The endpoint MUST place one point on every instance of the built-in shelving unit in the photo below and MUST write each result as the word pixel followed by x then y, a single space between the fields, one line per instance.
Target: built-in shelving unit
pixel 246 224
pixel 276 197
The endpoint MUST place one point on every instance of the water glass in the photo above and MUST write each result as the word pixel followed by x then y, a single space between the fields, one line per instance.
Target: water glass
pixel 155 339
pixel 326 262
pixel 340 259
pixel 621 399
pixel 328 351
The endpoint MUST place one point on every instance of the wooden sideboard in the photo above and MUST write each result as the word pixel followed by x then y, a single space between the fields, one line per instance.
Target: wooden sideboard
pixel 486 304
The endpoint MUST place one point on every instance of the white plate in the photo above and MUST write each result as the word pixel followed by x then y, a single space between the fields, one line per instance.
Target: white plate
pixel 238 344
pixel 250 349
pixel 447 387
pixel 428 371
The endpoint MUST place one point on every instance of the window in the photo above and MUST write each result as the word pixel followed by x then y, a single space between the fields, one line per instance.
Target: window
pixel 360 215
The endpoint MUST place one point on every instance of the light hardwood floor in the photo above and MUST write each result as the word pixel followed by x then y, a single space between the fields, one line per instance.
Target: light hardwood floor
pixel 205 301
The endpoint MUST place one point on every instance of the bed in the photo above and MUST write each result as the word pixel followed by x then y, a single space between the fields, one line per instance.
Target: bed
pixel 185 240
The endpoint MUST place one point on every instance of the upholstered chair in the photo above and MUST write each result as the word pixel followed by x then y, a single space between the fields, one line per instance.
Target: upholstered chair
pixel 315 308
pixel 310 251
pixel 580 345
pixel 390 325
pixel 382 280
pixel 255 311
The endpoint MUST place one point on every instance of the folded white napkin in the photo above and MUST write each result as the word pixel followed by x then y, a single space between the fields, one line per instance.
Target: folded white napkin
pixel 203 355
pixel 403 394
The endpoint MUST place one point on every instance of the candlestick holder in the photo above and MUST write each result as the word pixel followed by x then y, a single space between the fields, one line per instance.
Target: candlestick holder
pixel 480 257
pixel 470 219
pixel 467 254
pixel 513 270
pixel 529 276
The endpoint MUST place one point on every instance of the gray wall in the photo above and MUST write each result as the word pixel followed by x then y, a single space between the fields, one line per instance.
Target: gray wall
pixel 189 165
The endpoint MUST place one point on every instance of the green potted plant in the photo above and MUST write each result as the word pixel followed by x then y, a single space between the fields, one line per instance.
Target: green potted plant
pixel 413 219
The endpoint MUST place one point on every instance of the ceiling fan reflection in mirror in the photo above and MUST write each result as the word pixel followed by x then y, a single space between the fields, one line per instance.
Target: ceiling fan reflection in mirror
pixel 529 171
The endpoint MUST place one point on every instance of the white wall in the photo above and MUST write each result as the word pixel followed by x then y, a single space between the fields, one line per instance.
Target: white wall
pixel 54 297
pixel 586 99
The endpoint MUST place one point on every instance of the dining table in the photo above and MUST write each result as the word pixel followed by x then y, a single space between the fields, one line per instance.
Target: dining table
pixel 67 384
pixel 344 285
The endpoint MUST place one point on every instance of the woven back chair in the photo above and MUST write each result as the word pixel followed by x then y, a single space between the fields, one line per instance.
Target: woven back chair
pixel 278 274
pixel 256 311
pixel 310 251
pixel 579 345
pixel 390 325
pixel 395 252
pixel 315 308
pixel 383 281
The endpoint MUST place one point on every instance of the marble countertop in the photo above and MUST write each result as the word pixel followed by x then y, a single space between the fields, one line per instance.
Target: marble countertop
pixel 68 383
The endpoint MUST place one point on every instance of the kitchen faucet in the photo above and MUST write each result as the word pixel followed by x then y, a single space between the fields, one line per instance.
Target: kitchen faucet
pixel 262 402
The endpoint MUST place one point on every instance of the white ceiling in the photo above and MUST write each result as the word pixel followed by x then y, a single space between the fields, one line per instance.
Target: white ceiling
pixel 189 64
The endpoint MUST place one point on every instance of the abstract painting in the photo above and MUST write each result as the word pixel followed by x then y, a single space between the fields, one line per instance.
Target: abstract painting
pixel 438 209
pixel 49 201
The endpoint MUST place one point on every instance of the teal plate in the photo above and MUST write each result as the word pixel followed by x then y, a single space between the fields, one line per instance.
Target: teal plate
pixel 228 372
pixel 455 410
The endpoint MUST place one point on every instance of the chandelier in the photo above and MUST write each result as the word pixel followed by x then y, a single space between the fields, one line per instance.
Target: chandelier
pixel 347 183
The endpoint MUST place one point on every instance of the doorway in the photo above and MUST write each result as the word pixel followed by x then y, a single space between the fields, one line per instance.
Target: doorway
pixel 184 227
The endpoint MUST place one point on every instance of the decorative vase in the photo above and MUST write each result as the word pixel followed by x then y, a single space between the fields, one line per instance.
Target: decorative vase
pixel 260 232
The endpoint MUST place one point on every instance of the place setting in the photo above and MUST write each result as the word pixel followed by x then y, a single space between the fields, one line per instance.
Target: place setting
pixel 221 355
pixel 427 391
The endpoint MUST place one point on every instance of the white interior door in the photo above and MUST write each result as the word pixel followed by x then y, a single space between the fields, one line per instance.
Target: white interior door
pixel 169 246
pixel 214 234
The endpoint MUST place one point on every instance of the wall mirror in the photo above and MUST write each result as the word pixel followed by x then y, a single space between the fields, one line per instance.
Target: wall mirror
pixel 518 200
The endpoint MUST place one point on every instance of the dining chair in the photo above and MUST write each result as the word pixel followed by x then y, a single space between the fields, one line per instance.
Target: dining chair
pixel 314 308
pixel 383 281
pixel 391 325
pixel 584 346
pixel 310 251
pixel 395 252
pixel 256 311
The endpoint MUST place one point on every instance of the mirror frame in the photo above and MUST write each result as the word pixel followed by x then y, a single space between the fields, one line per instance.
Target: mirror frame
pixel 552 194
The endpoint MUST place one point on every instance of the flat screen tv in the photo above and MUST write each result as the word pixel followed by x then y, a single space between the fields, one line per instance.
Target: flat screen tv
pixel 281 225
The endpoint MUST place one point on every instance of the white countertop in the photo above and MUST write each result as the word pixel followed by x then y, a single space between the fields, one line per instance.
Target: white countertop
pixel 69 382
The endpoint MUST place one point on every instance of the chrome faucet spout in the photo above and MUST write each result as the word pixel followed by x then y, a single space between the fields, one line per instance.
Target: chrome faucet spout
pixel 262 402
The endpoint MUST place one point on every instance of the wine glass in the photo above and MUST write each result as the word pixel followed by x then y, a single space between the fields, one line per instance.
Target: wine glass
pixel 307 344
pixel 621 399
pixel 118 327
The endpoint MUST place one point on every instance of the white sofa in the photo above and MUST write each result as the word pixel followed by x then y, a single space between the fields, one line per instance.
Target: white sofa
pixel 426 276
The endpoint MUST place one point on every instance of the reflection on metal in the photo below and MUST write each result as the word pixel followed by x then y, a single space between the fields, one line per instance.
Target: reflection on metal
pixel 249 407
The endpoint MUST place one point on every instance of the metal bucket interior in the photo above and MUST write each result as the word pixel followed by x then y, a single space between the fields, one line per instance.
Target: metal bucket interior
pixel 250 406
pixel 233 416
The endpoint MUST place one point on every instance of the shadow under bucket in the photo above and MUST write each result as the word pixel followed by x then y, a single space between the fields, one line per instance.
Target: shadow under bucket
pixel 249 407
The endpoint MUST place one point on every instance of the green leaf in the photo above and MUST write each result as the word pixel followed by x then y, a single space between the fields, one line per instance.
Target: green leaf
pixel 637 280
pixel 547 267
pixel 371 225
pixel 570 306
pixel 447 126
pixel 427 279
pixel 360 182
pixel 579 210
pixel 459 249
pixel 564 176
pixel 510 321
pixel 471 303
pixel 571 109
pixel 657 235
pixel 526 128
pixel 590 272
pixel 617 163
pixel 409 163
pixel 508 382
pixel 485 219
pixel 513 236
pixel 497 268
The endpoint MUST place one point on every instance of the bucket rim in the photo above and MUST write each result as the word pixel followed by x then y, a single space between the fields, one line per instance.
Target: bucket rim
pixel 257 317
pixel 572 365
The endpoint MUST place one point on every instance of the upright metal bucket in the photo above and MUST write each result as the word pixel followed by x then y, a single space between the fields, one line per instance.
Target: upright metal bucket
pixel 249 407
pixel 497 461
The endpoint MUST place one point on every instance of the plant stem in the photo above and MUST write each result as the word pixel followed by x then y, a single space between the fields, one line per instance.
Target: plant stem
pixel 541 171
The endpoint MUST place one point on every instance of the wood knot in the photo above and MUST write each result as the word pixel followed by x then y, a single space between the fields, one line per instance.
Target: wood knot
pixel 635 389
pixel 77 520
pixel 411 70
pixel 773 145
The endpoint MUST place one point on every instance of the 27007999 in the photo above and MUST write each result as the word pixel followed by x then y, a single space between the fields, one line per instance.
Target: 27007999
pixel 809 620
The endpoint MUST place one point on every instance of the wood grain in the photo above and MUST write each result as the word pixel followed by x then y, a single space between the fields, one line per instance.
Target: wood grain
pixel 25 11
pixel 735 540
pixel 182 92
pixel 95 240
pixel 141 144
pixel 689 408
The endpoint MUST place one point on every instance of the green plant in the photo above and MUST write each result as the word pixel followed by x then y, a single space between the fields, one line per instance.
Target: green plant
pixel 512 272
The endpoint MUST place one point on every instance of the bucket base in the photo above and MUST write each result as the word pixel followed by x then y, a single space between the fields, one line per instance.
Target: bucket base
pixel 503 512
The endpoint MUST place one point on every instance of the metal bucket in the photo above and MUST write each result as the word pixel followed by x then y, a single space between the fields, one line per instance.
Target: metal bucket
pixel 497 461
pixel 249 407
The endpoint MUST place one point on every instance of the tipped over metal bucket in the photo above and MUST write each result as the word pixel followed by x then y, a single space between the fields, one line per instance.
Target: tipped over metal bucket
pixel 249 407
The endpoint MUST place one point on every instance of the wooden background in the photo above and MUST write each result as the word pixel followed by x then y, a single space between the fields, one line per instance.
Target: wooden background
======
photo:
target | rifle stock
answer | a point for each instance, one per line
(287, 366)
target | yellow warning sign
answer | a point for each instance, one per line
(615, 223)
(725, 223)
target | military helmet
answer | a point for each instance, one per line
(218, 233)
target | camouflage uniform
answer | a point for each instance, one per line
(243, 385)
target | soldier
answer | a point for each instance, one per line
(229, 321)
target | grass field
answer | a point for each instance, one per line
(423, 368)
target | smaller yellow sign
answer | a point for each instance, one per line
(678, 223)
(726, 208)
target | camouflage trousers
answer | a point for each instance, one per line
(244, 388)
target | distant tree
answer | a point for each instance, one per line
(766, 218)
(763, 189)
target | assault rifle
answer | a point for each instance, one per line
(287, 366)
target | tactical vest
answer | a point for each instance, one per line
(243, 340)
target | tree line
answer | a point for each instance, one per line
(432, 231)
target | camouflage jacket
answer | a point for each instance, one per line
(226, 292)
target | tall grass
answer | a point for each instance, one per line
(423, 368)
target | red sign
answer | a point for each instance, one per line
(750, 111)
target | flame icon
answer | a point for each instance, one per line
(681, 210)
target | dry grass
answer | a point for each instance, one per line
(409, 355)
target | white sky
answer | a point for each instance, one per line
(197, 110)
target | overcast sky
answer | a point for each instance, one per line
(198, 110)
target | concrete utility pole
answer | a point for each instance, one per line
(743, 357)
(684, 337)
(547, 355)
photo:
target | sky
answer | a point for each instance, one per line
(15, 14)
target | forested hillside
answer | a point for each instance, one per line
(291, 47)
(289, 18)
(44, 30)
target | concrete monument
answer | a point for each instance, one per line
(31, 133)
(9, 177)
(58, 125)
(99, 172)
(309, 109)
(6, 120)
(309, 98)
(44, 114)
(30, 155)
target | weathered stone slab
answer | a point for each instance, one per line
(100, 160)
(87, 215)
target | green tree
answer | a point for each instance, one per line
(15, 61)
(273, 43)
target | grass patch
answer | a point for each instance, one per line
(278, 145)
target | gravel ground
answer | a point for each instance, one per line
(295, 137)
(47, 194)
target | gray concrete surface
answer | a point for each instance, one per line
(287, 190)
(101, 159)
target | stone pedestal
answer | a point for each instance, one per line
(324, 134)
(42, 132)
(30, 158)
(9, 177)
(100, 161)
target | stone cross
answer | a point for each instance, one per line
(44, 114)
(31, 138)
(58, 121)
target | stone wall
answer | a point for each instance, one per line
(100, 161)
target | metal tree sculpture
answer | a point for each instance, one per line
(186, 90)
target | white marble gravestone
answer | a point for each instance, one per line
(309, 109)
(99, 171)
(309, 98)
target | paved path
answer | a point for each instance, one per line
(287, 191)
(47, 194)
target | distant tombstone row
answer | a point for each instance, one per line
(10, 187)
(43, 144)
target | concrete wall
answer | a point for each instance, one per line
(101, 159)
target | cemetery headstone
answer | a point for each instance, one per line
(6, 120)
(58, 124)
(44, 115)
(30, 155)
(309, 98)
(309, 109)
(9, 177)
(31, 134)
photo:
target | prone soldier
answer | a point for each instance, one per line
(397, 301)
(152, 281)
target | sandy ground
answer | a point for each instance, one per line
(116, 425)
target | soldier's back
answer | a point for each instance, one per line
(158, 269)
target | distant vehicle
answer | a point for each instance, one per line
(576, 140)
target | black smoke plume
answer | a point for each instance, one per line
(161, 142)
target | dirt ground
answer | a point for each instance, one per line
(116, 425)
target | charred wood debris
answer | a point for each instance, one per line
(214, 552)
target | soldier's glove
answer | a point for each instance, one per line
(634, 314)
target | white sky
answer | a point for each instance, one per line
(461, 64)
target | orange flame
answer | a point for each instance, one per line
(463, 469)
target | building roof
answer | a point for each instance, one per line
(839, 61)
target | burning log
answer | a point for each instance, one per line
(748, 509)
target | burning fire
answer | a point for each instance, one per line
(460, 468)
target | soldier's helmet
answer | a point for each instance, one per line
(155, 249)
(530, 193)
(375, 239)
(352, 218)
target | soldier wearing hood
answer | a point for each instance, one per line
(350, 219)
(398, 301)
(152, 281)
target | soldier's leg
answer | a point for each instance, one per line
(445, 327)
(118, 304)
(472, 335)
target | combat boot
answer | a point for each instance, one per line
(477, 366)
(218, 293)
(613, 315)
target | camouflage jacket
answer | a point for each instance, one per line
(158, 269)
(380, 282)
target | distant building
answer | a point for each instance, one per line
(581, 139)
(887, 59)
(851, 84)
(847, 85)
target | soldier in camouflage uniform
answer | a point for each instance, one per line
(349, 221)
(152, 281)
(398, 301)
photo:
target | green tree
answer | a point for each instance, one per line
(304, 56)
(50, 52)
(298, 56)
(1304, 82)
======
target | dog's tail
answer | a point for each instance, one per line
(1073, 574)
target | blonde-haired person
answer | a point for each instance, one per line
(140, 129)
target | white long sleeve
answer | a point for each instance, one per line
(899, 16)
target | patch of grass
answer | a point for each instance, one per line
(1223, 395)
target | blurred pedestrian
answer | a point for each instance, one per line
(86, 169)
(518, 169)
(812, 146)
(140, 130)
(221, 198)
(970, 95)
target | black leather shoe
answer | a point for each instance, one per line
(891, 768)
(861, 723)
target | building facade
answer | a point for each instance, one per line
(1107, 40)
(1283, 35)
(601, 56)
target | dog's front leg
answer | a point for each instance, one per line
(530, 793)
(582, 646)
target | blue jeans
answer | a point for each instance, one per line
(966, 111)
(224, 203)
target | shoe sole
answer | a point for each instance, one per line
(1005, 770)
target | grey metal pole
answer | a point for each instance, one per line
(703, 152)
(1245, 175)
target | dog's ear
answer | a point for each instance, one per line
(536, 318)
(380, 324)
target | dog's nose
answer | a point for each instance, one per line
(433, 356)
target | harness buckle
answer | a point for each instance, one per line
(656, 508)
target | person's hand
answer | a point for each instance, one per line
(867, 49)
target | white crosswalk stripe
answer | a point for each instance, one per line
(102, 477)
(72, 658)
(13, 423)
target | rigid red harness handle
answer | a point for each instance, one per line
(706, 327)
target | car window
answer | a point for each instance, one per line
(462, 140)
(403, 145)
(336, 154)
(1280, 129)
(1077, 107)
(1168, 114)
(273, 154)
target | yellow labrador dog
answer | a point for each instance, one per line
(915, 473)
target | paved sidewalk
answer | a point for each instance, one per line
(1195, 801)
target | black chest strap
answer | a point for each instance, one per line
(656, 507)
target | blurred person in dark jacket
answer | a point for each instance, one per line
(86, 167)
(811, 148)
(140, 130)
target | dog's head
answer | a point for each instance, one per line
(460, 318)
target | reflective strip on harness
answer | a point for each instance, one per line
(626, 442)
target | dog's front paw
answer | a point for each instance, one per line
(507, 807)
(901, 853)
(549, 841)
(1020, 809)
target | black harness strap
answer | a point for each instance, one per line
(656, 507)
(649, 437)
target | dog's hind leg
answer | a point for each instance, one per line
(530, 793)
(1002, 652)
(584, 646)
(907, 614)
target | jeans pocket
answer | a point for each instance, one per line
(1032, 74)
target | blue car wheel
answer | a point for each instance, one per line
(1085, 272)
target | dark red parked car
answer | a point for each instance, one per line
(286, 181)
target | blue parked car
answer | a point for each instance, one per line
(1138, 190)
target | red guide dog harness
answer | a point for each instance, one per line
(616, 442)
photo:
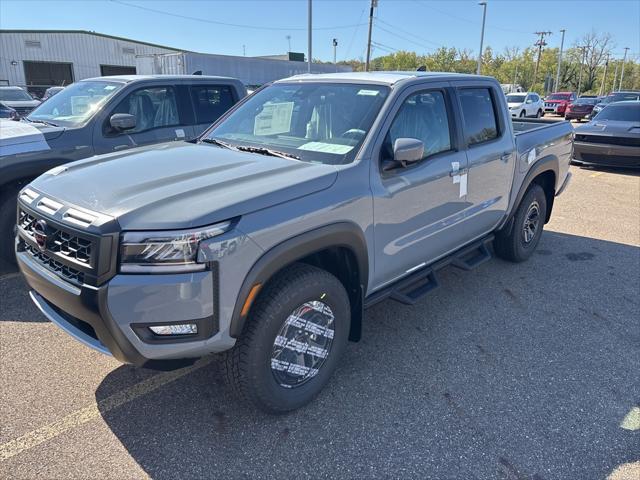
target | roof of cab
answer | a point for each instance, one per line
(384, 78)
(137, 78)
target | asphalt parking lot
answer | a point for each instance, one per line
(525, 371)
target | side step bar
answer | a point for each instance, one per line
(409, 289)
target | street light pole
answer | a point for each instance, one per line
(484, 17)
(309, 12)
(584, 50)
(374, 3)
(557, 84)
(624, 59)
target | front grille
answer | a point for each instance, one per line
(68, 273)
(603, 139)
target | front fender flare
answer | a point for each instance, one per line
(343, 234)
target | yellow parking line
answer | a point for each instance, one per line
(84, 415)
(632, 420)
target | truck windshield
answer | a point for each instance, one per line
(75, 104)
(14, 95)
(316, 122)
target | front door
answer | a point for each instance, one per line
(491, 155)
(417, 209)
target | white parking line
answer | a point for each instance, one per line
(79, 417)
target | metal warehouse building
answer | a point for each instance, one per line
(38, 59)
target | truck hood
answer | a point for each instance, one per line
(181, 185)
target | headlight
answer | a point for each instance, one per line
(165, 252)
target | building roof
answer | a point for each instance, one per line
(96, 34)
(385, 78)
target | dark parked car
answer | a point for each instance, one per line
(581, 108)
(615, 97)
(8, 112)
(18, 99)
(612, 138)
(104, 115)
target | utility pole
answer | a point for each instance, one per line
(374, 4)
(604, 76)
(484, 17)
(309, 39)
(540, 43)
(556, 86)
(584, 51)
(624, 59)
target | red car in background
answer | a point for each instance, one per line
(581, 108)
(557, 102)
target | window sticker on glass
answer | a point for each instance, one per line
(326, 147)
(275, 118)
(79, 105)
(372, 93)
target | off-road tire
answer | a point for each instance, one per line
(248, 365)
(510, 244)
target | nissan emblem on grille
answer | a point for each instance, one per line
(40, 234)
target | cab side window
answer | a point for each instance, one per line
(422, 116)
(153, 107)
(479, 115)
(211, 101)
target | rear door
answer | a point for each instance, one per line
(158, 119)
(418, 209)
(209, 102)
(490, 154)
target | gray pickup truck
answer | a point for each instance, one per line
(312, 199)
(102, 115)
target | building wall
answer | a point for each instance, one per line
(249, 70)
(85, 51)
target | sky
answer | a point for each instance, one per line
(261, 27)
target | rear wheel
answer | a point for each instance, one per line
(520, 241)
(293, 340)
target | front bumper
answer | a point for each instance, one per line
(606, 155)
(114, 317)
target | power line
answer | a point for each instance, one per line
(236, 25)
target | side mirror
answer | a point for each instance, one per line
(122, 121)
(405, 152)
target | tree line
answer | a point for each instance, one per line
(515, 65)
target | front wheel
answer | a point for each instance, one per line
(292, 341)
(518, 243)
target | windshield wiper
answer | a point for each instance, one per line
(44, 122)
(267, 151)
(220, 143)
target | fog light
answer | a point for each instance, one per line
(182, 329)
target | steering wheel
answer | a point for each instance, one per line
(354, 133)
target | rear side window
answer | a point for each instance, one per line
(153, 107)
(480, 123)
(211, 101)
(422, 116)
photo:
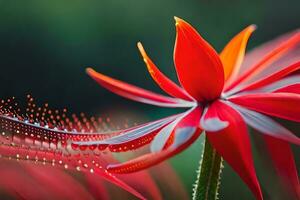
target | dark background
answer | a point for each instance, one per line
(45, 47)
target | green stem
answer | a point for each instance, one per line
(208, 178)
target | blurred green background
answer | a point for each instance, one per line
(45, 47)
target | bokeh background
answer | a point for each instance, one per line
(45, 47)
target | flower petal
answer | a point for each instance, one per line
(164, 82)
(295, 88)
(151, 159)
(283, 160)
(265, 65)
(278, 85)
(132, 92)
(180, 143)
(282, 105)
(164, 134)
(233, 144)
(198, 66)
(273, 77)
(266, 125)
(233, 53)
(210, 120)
======
● Exercise objective: Reproduce the material verbatim, beginning with the line that contains "of the built-in" and continuing through the line that contains "pixel 276 197", both lines included.

● Task response:
The endpoint MUST place one point on every instance of the built-in shelving unit in the photo below and MUST write each result as the word pixel followed by x then y, a single space between the fields, one line per instance.
Target: built-in shelving unit
pixel 246 224
pixel 276 197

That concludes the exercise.